### SET PROBLEM
Leave out the pictures; transcribe all else exactly.

### TASK MATERIAL
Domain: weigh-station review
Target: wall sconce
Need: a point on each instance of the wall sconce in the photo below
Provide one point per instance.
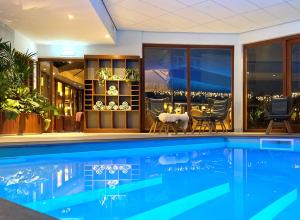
(165, 106)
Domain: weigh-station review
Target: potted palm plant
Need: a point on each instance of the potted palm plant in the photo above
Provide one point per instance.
(21, 110)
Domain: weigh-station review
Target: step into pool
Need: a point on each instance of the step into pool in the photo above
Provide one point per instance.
(176, 178)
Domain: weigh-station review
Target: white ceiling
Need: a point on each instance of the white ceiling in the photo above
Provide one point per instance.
(47, 22)
(212, 16)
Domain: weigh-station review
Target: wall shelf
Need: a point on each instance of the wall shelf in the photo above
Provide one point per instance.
(105, 120)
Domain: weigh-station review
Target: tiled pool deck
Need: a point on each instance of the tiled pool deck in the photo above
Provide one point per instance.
(91, 137)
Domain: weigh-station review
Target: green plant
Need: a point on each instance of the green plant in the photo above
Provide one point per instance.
(22, 100)
(103, 74)
(132, 74)
(15, 97)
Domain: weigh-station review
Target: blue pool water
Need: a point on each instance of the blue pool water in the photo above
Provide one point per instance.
(191, 178)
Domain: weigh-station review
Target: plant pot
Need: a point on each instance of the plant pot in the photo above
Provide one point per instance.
(24, 124)
(47, 123)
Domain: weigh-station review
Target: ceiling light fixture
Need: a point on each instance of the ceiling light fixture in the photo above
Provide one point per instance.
(70, 16)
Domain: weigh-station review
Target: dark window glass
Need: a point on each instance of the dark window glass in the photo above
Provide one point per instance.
(165, 77)
(295, 71)
(264, 80)
(211, 75)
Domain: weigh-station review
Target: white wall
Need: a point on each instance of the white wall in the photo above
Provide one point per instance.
(18, 40)
(130, 43)
(24, 44)
(270, 32)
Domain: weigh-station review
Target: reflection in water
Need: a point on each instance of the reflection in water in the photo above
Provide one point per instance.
(121, 187)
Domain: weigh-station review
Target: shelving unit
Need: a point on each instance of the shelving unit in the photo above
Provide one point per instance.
(111, 120)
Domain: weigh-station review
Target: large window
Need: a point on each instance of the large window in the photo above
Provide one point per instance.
(189, 76)
(272, 69)
(264, 80)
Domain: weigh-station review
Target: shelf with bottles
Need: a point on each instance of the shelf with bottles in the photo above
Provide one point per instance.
(112, 86)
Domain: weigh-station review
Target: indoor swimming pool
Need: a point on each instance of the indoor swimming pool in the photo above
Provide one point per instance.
(184, 178)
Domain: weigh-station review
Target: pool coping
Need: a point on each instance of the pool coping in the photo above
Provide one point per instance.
(13, 211)
(50, 140)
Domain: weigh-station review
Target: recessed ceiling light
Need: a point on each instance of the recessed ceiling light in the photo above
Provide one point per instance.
(70, 16)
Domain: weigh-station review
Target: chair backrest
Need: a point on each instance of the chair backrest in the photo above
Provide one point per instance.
(157, 105)
(280, 106)
(220, 108)
(195, 113)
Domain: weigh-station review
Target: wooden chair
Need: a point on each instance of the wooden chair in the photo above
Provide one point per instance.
(280, 114)
(217, 114)
(154, 108)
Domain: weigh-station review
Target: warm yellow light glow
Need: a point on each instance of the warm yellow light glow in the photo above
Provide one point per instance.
(70, 16)
(165, 106)
(42, 81)
(59, 88)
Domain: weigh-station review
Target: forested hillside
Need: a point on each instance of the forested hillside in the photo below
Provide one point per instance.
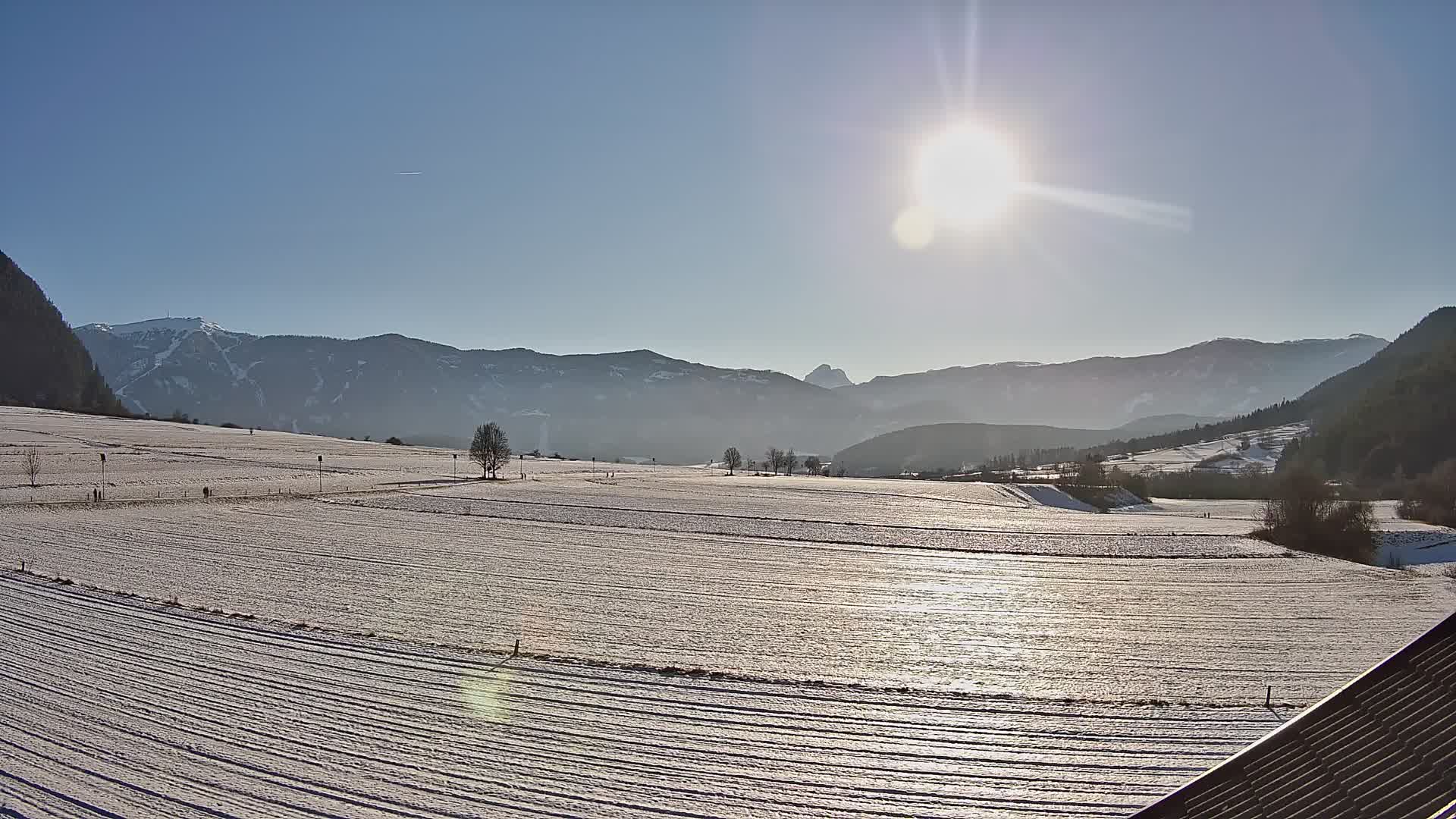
(1401, 426)
(44, 363)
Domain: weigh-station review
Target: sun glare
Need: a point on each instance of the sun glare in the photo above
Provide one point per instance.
(967, 175)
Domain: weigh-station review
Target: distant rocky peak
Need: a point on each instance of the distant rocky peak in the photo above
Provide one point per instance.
(829, 378)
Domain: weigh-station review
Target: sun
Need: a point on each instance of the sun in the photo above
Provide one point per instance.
(967, 175)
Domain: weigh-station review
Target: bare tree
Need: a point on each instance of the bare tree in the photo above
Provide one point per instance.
(490, 449)
(1091, 474)
(774, 458)
(31, 465)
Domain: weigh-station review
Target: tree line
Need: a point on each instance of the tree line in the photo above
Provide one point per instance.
(775, 460)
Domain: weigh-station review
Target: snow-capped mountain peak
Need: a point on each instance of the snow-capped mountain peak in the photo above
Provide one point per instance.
(829, 378)
(174, 325)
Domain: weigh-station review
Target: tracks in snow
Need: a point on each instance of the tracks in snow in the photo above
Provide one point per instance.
(117, 707)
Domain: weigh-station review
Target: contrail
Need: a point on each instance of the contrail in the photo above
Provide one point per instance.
(971, 49)
(1158, 215)
(943, 72)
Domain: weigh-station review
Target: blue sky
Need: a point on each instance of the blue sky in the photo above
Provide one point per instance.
(717, 181)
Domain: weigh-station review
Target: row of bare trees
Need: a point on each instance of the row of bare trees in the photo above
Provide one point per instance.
(774, 458)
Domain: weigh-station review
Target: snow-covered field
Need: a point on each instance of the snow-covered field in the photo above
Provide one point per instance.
(124, 708)
(691, 643)
(161, 460)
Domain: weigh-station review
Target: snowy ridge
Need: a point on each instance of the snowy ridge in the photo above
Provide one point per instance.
(159, 325)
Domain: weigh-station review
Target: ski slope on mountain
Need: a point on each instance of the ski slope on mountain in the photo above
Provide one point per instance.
(1218, 455)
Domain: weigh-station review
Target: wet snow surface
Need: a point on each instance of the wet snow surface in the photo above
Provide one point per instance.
(692, 645)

### ANSWER TO THIS TASK
Domain: weigh-station review
Target: wall sconce
Need: a point on each instance of the wall sconce in the photo below
Provide one point per instance.
(165, 106)
Domain: weigh-station review
Target: potted palm plant
Need: a point on each instance of the potted palm plant in the photo above
Provide one point per instance.
(21, 110)
Domain: weigh-station review
Target: step into pool
Need: a point on each instance of the step into pool in the photo above
Provide one point per instance.
(176, 178)
Domain: weigh-station review
Target: white ceiling
Need: a point on each instance of the white ceiling in the photo above
Provide one point per instance.
(47, 22)
(212, 16)
Domain: weigh-station review
Target: wall shelf
Need: a point on each instance of the wall shelf in the photo above
Provide one point per instance.
(105, 120)
Domain: weigh-station review
Target: tiled pool deck
Need: a point on each instance of the tiled pool deck in the photo above
Provide one point per instance.
(91, 137)
Domain: weigh-station review
Target: green plant
Need: a point on each instance of the green plant in the photo above
Provide one point per instance.
(22, 100)
(103, 74)
(132, 74)
(15, 97)
Domain: weigh-station review
Target: blue pool water
Need: a point on each instance of the blue pool water in the photo above
Provide one point per instance.
(191, 178)
Domain: weigh-station review
Target: plant pot
Need: a point on each instance of the plant pot in the photo above
Provide one point per instance.
(24, 124)
(47, 123)
Domain: weigh-station review
Target: ceiling light fixture
Need: a point on each instance of the ceiling light fixture in the photo above
Provide one point per instance.
(70, 16)
Domain: weigh-station review
Target: dark window glass
Need: a point on each instance of the dark window glass in the photo above
Provide one point per instance.
(165, 77)
(295, 71)
(264, 80)
(211, 75)
Domain: weigh-station review
Target: white wall
Need: a point on each instance of the white wall in the photo above
Provide one point per instance.
(18, 40)
(130, 43)
(24, 44)
(270, 32)
Domain: weigh-station review
Target: reflection in water
Need: a point on each instance of the reflection in water in the photo above
Provide one point per instance.
(121, 187)
Domain: weigh-station review
Target: shelving unit
Need: a point on each instance of the shelving unit in the photo above
Provide one point per instance.
(111, 120)
Domain: weigh-station review
Target: large window
Need: a point on each instance of the large window in the photo above
Provide one point per instance.
(189, 76)
(272, 69)
(264, 80)
Domain: weigh-station review
Target: shelf with bottles
Need: a point on each instance of the shelf with bottles in the photo above
Provide one point per instance.
(112, 86)
Domain: weigh-station review
Target: indoor swimming pool
Need: a point on each instance of the indoor swimming pool in the photo above
Provide one point per instance.
(184, 178)
Domain: weigh-station review
Target: pool coping
Need: a point on each instance of the pool coping in the photo above
Provide one point per instance.
(13, 211)
(50, 140)
Domain: weigh-station review
Target: recessed ceiling light
Need: a point on each instance of the recessed ceiling light in the photo above
Provide one point per instance.
(70, 16)
Domain: weigh-station review
Target: chair backrest
Need: a point on each instance of the chair backrest in the photo above
Provide one point per instance.
(157, 105)
(280, 106)
(220, 108)
(195, 113)
Domain: weigh-station review
Target: wooden chair
Need: a point on each instance of the wooden chair in the photo above
Provide one point per instance.
(280, 114)
(217, 114)
(154, 108)
Domain: weigh-station review
Target: warm yellow light glow
Need: a point on each instance of the warm yellow light glow in the photo above
Provide one point per instance.
(70, 16)
(165, 106)
(42, 81)
(59, 88)
Domain: weigh-station review
Target: forested hillside
Need: a point on each instance of the forested hillside in the photo below
Provide one point per instance.
(1401, 426)
(44, 363)
Domain: weigh-station review
Target: sun glare
Need: a point on each instance of the sun glare in the photo above
Provide one point per instance.
(967, 175)
Domain: weigh-station review
Target: distant rocky peak
Need: a point on each instance of the distant rocky peak in the photo above
Provide one point per instance.
(829, 378)
Domain: weigh-station review
Target: sun
Need: a point on each instance of the sun in the photo above
Provide one point per instance.
(967, 175)
Domain: weigh-station review
Target: bare tree
Need: a point on each instance of the bare tree in the photo above
Provide one point per instance.
(490, 449)
(1091, 474)
(774, 458)
(31, 465)
Domain: weigh-station review
Target: tree line
Need: a point on each instance of the tree line in the photo above
Provide one point per instance.
(775, 460)
Domain: weigh-station review
Target: snow-capped mountain peak
Need: a point on each instance of the snow-capped mountain peak in the photo above
Provide one point per instance.
(829, 378)
(174, 325)
Domain: weigh-station review
Target: tracks in snow
Need: a point on each instance of the tracks in snow in the photo above
Provide one point per instance.
(117, 707)
Domain: weigh-station review
Target: contrail
Need: a point on each instance of the contrail in the photo above
Provide one point per instance.
(971, 49)
(1158, 215)
(943, 72)
Domain: weigh-station review
Target: blue sky
Need: a point on each instance of the blue sky in the photo above
Provide one point per instance.
(717, 181)
Domain: weigh-station review
Target: row of bare trees
Need: a point on each instance of the row of bare trees in the photo above
Provide one point per instance.
(774, 458)
Domain: weigh-station review
Target: snow-covered field
Need: a point on each instance of the snow-covered field in the photo above
Provide one point per instance.
(124, 708)
(691, 643)
(161, 460)
Domain: weigh-station review
Target: snowy ridge
Need: a point on each instance of the snowy ridge in the photo above
Provide one point per instance.
(159, 325)
Domain: weigh-station review
Target: ski slope on mountain
Need: a point on each instance of the ski slope on mountain in the photo above
Provide one point per instance.
(1218, 455)
Domain: weigh-station review
Target: wet snow surface
Need: a point on each instance of the wet snow surface in the photo above
Provide one point per instance.
(692, 645)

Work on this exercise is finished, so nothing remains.